■ **STATED EXERCISE**
Reproduce the lines between the one containing "Would you mind annotating the red" and the one containing "(1266, 822)", inclusive, keeping the request wording unchanged and shifting each point coordinate by adding 75 to both of its numbers. Leave the picture out.

■ **RECORD SET**
-- Start --

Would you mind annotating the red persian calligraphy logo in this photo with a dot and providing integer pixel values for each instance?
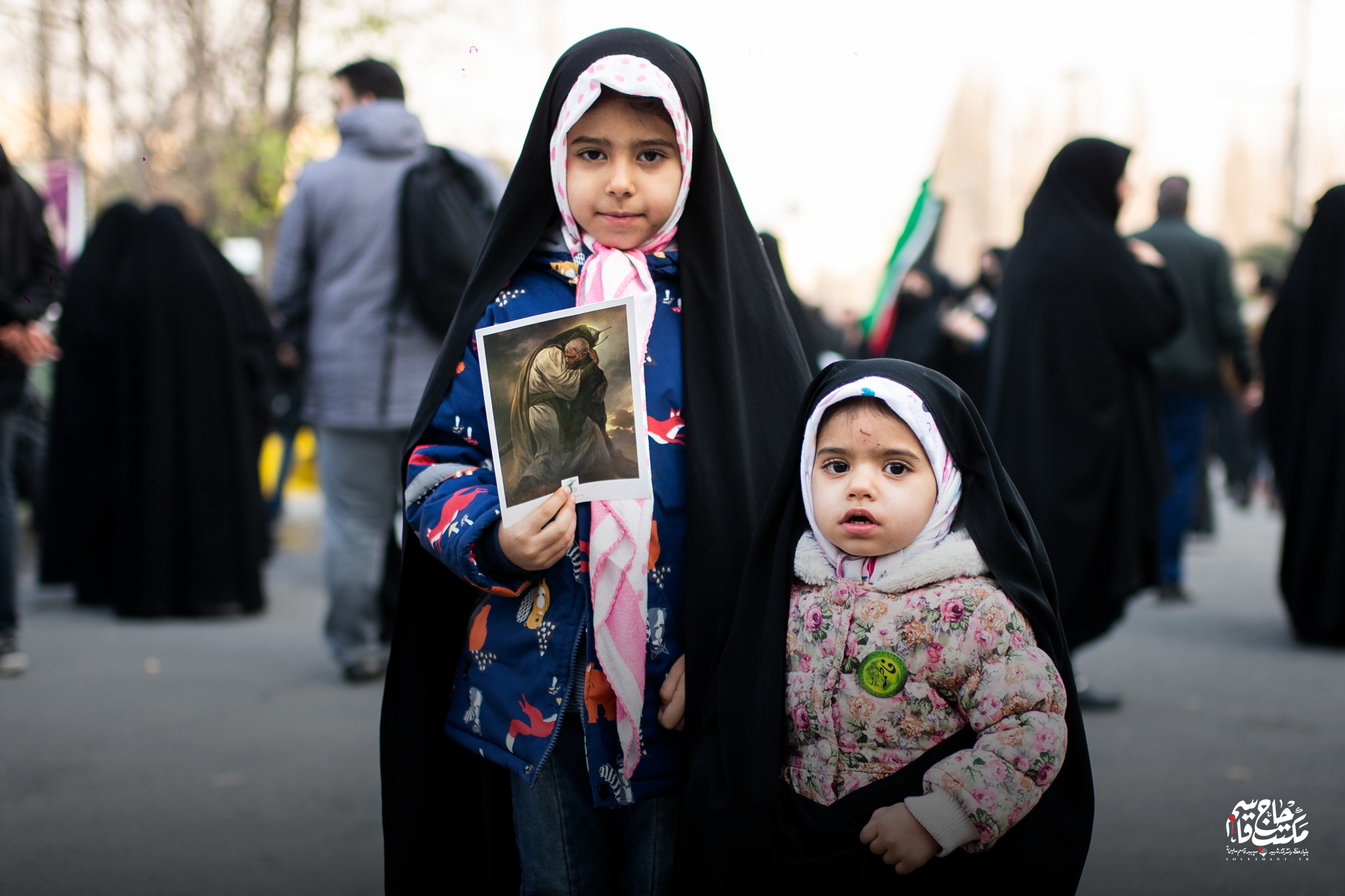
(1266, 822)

-- End --
-- Start --

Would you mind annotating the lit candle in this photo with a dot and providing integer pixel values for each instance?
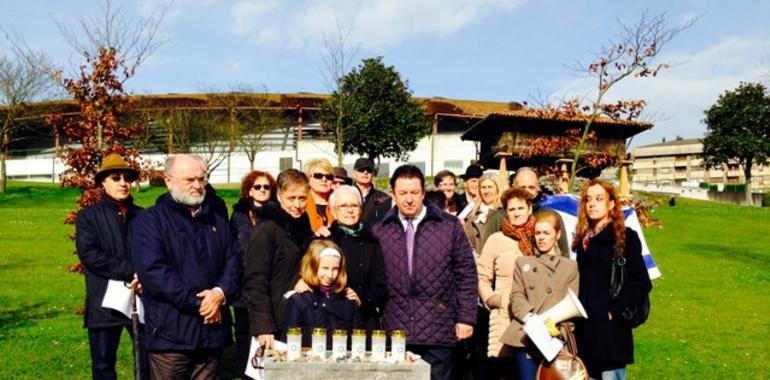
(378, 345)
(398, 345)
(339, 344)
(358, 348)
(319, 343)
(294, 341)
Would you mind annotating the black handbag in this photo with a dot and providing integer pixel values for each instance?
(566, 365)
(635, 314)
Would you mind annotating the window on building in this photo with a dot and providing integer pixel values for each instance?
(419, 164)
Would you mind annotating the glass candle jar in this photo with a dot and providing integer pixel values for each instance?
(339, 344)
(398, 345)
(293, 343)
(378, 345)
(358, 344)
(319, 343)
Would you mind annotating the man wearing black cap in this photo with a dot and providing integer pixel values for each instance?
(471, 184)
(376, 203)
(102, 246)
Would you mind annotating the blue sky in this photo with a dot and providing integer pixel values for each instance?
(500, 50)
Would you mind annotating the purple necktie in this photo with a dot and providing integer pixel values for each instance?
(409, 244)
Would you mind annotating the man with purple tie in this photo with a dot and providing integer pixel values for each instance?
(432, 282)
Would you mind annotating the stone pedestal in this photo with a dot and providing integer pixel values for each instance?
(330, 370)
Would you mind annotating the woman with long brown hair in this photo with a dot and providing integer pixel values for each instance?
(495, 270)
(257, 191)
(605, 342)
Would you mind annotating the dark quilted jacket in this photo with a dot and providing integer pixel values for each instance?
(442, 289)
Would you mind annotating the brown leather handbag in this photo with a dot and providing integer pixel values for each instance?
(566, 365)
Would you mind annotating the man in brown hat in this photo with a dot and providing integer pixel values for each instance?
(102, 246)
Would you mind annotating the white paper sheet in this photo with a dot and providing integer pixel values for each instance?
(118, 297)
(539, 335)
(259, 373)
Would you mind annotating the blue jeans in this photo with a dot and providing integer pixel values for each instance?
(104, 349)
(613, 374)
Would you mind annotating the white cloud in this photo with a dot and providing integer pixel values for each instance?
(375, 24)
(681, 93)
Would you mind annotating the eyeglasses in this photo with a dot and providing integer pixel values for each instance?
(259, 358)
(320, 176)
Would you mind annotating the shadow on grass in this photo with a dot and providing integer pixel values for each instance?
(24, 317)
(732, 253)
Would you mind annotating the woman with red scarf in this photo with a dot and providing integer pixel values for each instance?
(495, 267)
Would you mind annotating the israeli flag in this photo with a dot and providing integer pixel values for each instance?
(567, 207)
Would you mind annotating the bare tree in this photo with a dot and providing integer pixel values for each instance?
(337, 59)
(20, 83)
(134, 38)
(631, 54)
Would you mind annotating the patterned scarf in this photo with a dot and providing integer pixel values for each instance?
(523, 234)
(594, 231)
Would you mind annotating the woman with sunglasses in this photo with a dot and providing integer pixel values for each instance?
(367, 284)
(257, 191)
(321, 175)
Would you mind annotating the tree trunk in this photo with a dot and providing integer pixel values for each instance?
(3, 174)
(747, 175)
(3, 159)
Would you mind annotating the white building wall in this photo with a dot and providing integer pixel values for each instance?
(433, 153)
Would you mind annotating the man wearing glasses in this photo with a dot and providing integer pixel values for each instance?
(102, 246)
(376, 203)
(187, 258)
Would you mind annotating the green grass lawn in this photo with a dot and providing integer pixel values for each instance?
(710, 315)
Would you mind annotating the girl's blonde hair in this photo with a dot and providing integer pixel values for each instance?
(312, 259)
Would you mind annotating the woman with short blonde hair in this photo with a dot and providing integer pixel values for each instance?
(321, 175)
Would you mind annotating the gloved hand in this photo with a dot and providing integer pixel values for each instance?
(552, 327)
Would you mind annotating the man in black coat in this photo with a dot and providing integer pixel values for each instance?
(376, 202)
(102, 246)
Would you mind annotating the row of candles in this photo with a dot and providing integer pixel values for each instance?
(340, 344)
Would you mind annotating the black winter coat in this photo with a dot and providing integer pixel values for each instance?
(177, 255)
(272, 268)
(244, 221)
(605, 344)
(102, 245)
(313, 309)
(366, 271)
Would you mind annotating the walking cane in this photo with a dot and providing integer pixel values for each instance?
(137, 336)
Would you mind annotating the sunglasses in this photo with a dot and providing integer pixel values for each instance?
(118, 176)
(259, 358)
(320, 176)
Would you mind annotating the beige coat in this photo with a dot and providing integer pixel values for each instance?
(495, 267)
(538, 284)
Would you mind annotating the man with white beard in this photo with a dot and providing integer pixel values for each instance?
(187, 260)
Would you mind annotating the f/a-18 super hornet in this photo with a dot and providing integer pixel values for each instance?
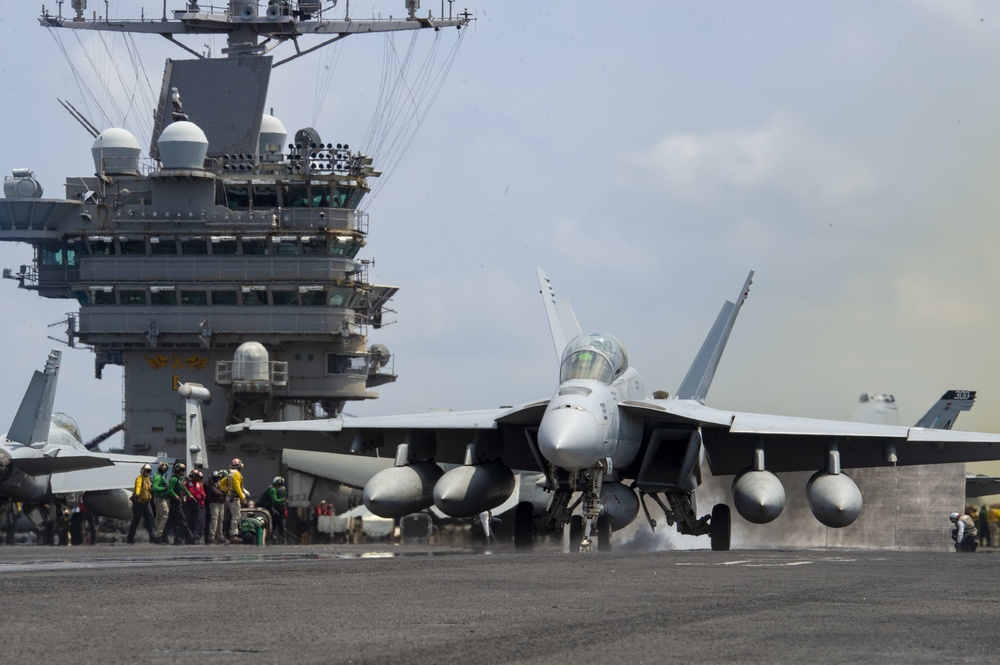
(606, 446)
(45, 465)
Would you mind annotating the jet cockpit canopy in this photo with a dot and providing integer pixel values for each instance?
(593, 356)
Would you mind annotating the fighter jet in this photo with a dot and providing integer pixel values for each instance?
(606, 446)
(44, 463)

-- End --

■ **COMPLETED EXERCISE**
Would you mind annotating the red persian calligraphy logo in this photo with a dot and providing integer pixel values for each instance?
(1341, 897)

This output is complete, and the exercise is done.